TASK DETAILS:
For the entries that follow, restate word for word the line containing "find the concrete driveway;", the line containing "find the porch railing;", and every line that lies between them.

Records from a collection:
+++

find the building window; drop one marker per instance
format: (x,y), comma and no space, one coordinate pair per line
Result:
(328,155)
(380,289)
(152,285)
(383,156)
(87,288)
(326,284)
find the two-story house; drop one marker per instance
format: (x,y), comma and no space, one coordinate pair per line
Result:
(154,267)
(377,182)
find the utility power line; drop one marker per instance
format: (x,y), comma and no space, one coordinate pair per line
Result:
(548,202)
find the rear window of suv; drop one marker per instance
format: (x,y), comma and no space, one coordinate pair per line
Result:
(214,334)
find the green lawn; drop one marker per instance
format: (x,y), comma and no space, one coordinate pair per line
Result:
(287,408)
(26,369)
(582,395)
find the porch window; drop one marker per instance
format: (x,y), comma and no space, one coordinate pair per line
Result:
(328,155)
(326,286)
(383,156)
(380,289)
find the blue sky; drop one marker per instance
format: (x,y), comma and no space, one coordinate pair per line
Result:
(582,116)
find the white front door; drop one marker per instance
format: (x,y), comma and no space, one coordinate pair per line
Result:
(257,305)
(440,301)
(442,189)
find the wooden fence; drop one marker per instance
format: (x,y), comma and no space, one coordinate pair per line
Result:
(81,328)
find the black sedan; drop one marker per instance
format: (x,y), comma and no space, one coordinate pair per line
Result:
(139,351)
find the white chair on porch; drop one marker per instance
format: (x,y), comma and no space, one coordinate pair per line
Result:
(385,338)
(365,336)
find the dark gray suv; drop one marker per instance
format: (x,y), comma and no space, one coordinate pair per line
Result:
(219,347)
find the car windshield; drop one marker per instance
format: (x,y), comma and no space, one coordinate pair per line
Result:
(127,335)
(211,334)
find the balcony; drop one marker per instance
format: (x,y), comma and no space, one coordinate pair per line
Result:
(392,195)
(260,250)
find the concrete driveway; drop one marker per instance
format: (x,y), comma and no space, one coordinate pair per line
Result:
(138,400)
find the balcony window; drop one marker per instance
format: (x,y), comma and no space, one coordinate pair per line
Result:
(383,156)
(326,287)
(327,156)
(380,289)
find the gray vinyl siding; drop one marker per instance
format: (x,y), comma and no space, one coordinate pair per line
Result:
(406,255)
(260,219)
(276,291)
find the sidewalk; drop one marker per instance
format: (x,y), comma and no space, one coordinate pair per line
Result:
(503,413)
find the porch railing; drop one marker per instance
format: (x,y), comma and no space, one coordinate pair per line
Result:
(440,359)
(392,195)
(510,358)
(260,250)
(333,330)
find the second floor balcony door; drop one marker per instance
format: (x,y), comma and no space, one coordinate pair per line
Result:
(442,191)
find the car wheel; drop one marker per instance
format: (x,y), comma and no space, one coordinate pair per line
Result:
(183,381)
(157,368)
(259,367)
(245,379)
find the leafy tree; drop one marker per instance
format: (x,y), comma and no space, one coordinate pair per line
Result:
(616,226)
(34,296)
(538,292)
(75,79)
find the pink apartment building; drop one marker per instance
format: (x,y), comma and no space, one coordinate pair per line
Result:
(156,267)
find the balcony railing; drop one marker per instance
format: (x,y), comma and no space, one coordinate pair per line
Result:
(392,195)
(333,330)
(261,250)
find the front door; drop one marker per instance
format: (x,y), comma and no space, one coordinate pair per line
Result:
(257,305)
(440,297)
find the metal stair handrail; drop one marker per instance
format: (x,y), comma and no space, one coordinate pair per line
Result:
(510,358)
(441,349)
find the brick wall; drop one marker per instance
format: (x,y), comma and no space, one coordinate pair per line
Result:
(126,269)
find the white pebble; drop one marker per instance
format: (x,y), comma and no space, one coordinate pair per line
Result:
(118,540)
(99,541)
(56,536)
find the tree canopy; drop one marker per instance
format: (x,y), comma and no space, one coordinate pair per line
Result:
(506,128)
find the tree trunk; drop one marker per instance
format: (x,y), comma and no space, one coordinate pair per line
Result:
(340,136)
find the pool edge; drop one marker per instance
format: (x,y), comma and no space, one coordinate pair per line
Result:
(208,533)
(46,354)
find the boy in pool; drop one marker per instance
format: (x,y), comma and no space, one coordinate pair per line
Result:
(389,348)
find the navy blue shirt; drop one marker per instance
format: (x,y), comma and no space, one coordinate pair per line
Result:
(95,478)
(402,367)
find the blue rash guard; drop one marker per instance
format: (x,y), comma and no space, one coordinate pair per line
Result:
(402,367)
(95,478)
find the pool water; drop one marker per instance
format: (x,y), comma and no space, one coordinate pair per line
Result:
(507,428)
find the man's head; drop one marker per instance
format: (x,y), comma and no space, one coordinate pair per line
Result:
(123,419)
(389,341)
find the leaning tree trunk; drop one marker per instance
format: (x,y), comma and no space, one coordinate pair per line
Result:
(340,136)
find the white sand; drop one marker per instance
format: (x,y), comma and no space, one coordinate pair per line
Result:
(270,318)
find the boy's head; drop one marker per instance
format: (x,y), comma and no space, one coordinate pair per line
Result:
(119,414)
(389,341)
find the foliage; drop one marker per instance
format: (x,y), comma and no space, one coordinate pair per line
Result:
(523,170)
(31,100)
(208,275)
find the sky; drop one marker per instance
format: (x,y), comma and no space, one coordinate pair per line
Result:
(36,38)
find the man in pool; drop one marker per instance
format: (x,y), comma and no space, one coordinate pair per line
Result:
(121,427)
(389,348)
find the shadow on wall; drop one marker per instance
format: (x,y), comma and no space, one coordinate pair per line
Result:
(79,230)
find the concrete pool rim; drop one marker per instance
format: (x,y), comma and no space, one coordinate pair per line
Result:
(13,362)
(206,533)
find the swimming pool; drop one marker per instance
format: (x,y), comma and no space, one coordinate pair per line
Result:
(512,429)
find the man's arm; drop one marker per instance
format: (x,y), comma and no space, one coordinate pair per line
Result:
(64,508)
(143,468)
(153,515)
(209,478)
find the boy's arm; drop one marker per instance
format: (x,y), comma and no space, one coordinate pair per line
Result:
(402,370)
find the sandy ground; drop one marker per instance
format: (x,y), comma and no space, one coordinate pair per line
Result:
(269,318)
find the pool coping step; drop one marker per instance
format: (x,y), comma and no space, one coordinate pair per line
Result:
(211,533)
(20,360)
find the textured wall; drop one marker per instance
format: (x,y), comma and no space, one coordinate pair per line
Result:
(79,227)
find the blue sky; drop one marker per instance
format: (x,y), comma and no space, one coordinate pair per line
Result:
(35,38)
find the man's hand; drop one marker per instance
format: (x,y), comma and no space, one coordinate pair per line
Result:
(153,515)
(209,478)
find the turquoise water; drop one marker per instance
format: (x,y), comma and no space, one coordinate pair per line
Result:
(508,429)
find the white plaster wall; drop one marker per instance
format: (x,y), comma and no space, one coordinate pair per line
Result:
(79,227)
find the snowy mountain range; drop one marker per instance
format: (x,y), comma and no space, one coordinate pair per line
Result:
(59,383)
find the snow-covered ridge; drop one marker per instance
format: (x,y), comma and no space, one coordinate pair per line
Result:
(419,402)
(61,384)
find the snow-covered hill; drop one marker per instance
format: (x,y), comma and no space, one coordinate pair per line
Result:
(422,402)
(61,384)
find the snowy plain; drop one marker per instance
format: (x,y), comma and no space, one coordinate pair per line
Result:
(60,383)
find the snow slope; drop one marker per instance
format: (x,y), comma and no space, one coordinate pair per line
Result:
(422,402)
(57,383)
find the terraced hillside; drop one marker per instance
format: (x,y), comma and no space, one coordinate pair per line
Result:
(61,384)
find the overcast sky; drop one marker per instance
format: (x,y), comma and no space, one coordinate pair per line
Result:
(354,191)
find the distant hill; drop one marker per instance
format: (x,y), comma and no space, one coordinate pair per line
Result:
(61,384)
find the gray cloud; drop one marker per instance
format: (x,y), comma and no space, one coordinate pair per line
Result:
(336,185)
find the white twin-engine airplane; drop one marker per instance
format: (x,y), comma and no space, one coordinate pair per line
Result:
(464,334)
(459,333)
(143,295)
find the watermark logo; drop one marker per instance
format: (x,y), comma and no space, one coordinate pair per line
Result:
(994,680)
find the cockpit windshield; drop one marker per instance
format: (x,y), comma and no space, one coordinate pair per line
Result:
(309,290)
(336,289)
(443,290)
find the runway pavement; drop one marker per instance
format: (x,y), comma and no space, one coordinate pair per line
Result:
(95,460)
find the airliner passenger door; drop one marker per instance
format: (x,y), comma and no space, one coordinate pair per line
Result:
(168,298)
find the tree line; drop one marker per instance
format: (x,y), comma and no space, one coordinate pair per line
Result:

+++

SOLVED EXERCISE:
find the concrete driveway; drop one marker per instance
format: (x,y), comma and no space, one coordinate pair per line
Result:
(138,400)
find the balcony window; drop one marker per instance
format: (x,y), comma and no space, one coordinate pair per line
Result:
(383,156)
(326,287)
(327,156)
(380,289)
find the gray vinyl siding; drop one marker per instance
format: (x,y), comma and no space, one coordinate pair per line
Result:
(406,255)
(260,219)
(276,291)
find the sidewalk; drop one marker per instance
format: (x,y), comma and no space, one coordinate pair per line
Result:
(503,413)
find the porch railing; drop one marker per instance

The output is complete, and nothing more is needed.